# Direction:
Please copy out every one of the records below word for word, with each line unchanged.

# Listed entries:
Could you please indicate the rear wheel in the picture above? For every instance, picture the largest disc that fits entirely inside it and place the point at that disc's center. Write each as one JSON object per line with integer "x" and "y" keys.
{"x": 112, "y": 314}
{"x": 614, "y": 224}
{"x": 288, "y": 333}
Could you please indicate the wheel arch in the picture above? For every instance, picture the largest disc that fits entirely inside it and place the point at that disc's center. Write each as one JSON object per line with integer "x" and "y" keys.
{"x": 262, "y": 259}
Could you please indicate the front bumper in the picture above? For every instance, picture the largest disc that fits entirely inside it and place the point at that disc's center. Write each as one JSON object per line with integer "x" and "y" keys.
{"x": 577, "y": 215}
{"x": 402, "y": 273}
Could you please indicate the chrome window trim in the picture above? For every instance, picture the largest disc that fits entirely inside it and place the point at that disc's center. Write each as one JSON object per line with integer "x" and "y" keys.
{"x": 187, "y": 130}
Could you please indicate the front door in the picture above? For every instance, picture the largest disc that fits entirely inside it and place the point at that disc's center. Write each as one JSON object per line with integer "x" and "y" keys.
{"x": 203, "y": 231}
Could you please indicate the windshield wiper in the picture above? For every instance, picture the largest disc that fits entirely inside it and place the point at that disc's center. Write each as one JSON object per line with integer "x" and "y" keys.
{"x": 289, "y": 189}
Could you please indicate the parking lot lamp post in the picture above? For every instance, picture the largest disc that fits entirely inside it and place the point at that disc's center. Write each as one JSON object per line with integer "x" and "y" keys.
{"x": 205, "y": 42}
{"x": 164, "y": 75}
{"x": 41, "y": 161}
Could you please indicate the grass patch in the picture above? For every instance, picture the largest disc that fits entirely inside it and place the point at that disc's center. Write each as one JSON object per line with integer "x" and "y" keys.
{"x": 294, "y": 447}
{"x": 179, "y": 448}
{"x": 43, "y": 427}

# Response for this exercise:
Could you please indicate the rear wheel in the picture above? For every instance, picture the largest disc that fits entirely inside it and place the point at that disc's center. Write each as one JSON object per line with integer "x" and "y" keys.
{"x": 112, "y": 314}
{"x": 614, "y": 224}
{"x": 288, "y": 333}
Could you please indicate the wheel arch in the picture above? For every instance, picture the largest disc that fits entirely inside it and place the point at that disc's center. Write each as one JSON object per line with integer "x" and "y" keys.
{"x": 262, "y": 259}
Could you please indicate the front bumper in the picture above? For every instance, picture the largest disc that fits entirely inside it and place the point at that disc's center. Write each as one JSON object per line with integer "x" and "y" keys.
{"x": 577, "y": 215}
{"x": 402, "y": 273}
Could you please indicate the chrome window trim in the picture above? For every instance, picture the largest disc that fits entirely inside it and place the point at that disc's center. Write each as one JSON object per line with integer "x" and "y" keys.
{"x": 187, "y": 130}
Could you please indicate the front door in the picture above? For every instance, picture the largest disc that fits entirely inside it and place the point at that disc's center. Write each as one JSON object per line with integer "x" and "y" keys.
{"x": 203, "y": 231}
Could you please indicate the windshield wiper in the picture above? For every instance, picture the largest disc that fits entirely inside it and place the point at that disc's center. Write each as one JSON object per line with integer "x" and "y" keys.
{"x": 289, "y": 189}
Could you please indicate the parking lot lamp post in the picture above? For every instance, picture the largest disc that fits entirely inside it and place the point at that disc's center. Write each as one JSON object per line with integer "x" and "y" keys.
{"x": 205, "y": 42}
{"x": 164, "y": 75}
{"x": 41, "y": 161}
Could you please indicate the grass patch in the picture above? For every instance, picture the largest disc that fits entirely inside it and place the point at that disc's center. Write each as one JSON object per line with integer "x" and "y" keys.
{"x": 294, "y": 447}
{"x": 179, "y": 448}
{"x": 43, "y": 427}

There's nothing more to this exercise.